▶ _Selected text_
+ + + + +

Re: Google Summer Of Code 2016

2016-03-25 Thread Stack
Thanks Talat... I shoved some comments up in it but looks basically sound.
Thanks for sending it in.
St.Ack

On Fri, Mar 25, 2016 at 11:09 AM, Talat Uyarer  wrote:

> Hi all,
>
> I created my GSoC proposal for Block Encoding and Compression for RPC
> Layer[1]. If you review and share your comments I will be appreciated.
>
> [1]
> https://docs.google.com/document/d/10MEsmGN5UCh6m-de_nhIG5QYnDRTkmwBTLQ0CRmwOMk/edit?usp=sharing
> [2] https://issues.apache.org/jira/browse/HBASE-15530
>
> Thanks
>
> On Tue, Mar 22, 2016 at 6:44 PM, Talat Uyarer  wrote:
> > Hi,
> >
> > I am appreciated to being mentor Stack :) As I know as ASF already
> > participate and you can sign up. [1] last year I was a mentor. I just
> > send an email to private and [email protected]. Would you
> > like to check it ?
> >
> > [1]
> https://community.apache.org/gsoc.html#prospective-asf-mentors-read-this
> >
> > 2016-03-22 17:32 GMT-07:00 Enis Söztutar :
> >>>
> >>> I didn't sign up for GSOC Talat. Not sure anyone else did either. Is
> it too
> >>> late for us to participate now?
> >>>
> >>>
> >> ASF participates in GSOC, so HBase automatically can participate AFAIK.
> >>
> >>
> >>> I'd mentor you (it'd be easy-peasy -- smile) but I think I've missed
> the
> >>> mentor signup deadline.
> >>>
> >>
> >> I did not check the deadline, if that is the case, it means this year is
> >> over?
> >>
> >> Your list is pretty good. We can POC with Capt'n proto as well as grpc.
> >>
> >>
> >>>
> >>>
> >>> > BTW I talked with Enis Soztutar. He offered some topics for GSoC.
> These
> >>> > are:
> >>> > - He mentioned The Data blocks are stored as PREFIX, FAST_DIFF, etc.
> >>> > encoding. But these encodings just can use in HFile context. In RPC
> >>> > and WAL we use KeyValueEncoding for Cell Blocks. He told "You can
> >>> > improve them or using HFile encodings in RPC and WAL" ( He didn't say
> >>> > the issue number But I guessed it is HBASE-12883 Support block
> >>> > encoding based on knowing set of column qualifiers up front)

+ + + + +

▶ _Exercise instructions_
A. List every web address that appears in the mailing-list thread.
B. Print the stretch of the mailing-list thread from "Re: Google Summer" through "sending it in.".

Saved data entries:
+ + + + +

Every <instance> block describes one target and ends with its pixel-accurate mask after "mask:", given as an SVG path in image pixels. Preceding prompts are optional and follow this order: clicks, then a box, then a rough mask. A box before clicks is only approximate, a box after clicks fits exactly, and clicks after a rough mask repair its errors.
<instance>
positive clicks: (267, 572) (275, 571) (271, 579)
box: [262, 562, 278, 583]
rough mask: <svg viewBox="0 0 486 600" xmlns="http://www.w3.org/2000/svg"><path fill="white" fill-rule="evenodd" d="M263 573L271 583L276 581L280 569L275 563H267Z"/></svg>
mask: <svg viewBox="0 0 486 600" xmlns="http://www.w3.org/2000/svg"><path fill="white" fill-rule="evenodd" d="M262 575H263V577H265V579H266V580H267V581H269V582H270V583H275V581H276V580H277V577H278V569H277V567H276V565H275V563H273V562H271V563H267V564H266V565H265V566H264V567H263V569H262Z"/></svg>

+ + + + +

▶ _Solutions by task_
A.
- https://docs.google.com/document/d/10MEsmGN5UCh6m-de_nhIG5QYnDRTkmwBTLQ0CRmwOMk/edit?usp=sharing
- https://issues.apache.org/jira/browse/HBASE-15530
- https://community.apache.org/gsoc.html#prospective-asf-mentors-read-this

B.
Re: Google Summer Of Code 2016

2016-03-25 Thread Stack
Thanks Talat... I shoved some comments up in it but looks basically sound.
Thanks for sending it in.